Pointing and labeling entries:
▬▬▬▬▬▬

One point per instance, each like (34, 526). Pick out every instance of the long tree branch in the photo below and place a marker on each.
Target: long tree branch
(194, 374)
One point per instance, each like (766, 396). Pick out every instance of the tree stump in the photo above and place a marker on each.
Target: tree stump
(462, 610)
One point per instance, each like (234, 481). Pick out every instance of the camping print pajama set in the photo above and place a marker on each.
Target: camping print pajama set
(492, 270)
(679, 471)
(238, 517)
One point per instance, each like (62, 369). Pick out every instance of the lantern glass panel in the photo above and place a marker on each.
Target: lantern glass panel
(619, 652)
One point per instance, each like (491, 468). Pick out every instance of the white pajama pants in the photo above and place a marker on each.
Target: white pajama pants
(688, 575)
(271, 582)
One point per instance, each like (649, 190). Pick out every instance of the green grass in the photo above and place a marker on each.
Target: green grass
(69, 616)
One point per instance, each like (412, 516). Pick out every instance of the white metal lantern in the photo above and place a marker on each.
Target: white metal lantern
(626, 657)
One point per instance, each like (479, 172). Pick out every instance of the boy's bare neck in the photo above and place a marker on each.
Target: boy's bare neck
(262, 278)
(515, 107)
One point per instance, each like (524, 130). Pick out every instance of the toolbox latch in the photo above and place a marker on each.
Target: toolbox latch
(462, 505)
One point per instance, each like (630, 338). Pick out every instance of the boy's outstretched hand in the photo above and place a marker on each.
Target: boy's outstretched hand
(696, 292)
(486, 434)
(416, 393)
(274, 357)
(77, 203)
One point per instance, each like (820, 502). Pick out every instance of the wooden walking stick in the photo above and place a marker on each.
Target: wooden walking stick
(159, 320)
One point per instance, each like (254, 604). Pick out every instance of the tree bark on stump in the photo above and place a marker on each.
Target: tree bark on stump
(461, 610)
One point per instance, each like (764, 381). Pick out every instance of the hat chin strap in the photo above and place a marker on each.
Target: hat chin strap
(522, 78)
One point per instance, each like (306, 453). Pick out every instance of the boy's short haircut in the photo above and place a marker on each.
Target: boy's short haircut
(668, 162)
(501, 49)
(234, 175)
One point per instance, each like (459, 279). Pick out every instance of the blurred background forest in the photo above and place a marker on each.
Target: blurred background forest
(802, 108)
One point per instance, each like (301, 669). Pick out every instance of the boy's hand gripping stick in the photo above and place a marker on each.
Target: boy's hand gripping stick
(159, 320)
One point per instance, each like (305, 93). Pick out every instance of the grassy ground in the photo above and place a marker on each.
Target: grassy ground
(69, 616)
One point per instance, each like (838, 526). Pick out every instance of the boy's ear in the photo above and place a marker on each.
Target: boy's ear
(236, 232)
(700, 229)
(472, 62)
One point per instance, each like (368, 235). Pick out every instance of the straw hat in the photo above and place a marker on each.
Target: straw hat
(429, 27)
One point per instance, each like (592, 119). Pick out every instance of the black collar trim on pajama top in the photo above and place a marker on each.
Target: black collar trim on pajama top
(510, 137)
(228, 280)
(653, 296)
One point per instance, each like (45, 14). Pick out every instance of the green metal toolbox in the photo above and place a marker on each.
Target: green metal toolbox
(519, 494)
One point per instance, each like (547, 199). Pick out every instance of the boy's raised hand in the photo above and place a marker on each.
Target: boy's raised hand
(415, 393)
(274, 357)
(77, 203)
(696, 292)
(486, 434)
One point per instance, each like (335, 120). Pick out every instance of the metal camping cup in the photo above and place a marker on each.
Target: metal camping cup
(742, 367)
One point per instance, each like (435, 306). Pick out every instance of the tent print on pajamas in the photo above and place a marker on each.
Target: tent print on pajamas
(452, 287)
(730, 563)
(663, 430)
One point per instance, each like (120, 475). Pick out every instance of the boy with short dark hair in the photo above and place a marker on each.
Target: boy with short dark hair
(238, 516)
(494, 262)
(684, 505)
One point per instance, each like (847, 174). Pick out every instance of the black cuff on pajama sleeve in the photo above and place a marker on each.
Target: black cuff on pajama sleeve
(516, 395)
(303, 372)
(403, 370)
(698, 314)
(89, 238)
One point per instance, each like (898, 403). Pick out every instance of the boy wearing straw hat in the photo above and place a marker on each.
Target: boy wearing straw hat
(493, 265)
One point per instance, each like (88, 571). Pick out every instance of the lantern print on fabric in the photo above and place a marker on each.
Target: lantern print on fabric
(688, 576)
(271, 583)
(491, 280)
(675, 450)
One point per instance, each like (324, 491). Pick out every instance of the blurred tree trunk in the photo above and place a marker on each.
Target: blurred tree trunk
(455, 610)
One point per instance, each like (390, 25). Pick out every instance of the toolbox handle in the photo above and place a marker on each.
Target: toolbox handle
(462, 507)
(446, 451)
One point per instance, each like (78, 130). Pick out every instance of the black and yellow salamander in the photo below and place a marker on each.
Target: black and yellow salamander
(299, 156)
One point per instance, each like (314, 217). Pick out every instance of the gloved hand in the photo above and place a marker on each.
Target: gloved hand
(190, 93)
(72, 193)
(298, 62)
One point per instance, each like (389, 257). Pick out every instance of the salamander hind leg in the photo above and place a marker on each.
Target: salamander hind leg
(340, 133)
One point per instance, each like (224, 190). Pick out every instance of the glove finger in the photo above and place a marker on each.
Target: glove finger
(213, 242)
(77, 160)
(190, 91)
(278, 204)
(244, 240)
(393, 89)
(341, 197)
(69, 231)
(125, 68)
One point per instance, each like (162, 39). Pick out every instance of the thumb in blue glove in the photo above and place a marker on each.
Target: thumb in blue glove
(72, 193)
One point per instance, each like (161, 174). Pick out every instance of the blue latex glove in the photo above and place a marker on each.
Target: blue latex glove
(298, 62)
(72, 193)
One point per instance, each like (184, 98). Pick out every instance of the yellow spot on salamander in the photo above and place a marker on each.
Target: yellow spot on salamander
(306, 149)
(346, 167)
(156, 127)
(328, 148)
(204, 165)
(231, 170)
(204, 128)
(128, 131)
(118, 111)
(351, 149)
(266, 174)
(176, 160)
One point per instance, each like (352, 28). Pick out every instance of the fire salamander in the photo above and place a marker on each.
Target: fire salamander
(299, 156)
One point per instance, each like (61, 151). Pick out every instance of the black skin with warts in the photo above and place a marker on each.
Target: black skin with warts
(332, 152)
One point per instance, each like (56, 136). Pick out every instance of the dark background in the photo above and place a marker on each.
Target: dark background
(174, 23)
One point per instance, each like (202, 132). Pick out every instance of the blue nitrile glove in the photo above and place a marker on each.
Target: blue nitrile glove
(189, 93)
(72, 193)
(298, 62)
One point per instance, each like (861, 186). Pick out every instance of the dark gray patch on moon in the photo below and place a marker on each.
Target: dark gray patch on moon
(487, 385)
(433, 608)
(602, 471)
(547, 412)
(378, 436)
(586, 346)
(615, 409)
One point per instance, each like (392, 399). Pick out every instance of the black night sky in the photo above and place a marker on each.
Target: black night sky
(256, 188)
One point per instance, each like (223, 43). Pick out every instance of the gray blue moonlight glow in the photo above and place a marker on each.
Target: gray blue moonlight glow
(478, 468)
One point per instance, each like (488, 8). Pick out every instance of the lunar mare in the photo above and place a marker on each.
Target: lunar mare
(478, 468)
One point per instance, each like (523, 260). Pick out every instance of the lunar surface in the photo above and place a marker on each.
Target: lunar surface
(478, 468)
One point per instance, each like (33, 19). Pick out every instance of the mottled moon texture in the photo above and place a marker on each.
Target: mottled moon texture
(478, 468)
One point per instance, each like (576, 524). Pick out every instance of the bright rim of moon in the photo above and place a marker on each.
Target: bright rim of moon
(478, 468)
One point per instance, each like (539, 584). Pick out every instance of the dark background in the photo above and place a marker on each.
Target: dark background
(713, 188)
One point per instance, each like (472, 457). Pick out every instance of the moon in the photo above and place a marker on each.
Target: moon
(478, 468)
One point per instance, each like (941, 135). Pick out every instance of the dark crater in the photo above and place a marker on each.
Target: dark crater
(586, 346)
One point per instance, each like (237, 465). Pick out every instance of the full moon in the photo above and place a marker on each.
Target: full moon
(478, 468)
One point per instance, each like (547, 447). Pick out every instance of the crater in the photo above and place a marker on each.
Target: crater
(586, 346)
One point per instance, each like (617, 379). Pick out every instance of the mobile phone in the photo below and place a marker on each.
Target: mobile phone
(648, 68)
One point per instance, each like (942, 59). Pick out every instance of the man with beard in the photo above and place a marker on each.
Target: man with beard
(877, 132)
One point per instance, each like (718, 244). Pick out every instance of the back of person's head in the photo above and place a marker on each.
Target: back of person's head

▬▬▬▬▬▬

## TASK DIRECTIONS:
Give back exactly the lines running from the line containing "One point per instance, each like (547, 447)." through the end of the material above, both included, and nothing beyond them.

## THE REPLY:
One point per instance, each like (547, 447). Pick out every instance of the crater in the photo above and place a marker on each.
Target: crater
(586, 346)
One point per instance, each like (617, 379). Pick out every instance of the mobile phone in the photo below and place a marker on each.
Target: mobile phone
(648, 68)
One point per instance, each like (942, 59). Pick out every instance of the man with beard in the photo above and place a marker on each.
Target: man with beard
(877, 132)
One point per instance, each like (718, 244). Pick out every instance of the back of person's head in the photo above and place a marker on each.
Target: back of person's head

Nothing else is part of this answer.